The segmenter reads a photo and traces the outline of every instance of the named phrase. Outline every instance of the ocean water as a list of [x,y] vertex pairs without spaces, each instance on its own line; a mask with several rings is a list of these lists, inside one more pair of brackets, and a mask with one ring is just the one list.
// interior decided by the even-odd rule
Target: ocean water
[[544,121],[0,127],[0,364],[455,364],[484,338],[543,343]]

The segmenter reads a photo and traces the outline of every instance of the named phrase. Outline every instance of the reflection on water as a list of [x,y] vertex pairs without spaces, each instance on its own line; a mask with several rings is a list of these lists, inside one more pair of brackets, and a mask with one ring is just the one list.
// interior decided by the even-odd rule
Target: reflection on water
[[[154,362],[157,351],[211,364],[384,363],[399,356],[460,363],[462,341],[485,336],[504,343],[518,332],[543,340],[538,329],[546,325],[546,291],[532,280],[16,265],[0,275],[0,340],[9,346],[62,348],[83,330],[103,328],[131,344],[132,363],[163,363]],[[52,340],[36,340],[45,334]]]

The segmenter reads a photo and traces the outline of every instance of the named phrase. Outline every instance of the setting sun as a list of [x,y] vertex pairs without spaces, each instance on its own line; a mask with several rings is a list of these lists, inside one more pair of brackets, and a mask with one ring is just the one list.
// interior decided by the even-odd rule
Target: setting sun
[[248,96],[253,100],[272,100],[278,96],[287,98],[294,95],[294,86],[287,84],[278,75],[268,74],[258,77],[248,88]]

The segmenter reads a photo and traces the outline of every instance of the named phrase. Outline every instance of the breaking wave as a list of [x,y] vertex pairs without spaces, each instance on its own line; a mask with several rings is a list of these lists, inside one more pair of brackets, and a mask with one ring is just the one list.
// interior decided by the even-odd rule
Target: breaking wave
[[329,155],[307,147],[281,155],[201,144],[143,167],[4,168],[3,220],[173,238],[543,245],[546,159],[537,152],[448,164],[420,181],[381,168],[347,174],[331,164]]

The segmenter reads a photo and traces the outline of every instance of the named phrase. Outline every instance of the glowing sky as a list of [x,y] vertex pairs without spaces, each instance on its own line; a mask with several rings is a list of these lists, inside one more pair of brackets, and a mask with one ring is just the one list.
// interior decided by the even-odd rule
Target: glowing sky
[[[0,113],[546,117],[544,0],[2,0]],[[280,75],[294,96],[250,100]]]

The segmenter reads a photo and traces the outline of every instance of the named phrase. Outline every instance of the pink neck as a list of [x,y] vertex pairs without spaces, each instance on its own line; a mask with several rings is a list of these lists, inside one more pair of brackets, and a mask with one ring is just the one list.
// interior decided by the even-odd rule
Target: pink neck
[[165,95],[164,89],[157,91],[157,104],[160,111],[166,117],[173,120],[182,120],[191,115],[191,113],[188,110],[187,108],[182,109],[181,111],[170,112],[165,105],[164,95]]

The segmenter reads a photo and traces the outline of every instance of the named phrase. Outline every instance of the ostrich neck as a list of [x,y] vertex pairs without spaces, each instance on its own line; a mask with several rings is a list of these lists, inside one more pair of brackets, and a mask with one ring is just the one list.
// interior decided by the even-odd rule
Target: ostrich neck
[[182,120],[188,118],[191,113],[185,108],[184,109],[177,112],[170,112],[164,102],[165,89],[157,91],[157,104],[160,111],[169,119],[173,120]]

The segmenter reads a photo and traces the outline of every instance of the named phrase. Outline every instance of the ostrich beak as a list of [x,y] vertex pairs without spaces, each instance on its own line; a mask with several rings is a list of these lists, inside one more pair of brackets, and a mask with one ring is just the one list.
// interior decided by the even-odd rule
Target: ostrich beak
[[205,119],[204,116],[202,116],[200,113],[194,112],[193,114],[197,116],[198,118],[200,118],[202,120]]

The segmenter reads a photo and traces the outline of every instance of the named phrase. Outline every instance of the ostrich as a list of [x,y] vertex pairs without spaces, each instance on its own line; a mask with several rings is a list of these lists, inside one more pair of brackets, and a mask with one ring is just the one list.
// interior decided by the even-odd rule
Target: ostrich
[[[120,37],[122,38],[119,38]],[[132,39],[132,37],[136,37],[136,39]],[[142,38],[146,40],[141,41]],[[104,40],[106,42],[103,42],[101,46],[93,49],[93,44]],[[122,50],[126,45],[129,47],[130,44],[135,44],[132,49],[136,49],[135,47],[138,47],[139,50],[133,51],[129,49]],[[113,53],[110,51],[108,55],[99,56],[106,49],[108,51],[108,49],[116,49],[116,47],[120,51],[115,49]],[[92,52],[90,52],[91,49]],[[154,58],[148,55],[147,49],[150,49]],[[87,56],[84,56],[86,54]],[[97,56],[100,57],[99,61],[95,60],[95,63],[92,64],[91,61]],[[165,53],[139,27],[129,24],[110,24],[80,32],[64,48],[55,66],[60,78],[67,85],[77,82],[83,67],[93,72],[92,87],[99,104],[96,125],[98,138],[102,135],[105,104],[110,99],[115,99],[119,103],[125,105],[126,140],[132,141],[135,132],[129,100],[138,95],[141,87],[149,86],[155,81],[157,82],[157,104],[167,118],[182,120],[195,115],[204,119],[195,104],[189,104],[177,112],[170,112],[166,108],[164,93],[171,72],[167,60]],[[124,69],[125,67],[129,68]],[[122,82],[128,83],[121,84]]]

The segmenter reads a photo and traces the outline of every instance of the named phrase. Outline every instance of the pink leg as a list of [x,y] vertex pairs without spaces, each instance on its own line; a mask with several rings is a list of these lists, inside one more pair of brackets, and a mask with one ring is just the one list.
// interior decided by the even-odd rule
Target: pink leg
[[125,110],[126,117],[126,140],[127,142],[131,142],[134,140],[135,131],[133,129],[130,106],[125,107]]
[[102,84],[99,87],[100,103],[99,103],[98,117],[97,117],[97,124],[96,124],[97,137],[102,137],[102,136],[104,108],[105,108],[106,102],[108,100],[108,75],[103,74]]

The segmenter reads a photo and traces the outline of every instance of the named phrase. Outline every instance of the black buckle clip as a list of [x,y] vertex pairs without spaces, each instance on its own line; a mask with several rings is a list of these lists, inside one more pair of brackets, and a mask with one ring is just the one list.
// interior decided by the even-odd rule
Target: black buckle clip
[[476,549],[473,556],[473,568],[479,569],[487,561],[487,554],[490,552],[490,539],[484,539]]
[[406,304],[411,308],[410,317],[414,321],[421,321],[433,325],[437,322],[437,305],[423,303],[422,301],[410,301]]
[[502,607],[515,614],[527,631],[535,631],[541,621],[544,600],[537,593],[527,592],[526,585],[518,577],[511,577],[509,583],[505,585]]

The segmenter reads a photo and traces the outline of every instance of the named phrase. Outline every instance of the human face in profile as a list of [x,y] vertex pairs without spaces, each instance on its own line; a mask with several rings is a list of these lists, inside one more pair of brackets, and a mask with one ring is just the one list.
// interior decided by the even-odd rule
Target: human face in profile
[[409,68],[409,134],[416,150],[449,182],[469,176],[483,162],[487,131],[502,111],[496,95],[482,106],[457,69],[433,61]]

What to work on
Copy out the records verbatim from the first line through the line containing "[[544,121],[0,127],[0,364],[455,364],[484,338],[543,343]]", including both of those lines.

Completed exercise
The segmenter reads a photo and traces the outline of every instance of the named phrase. Outline every instance of the ocean water as a list of [x,y] vertex pairs without spaces, each instance on its own line; a mask with several rings is a list of these lists, inside one more pair of brackets, and a mask with one ring is just the one list.
// interior decided by the even-odd rule
Target: ocean water
[[544,121],[0,127],[0,364],[455,364],[484,338],[543,343]]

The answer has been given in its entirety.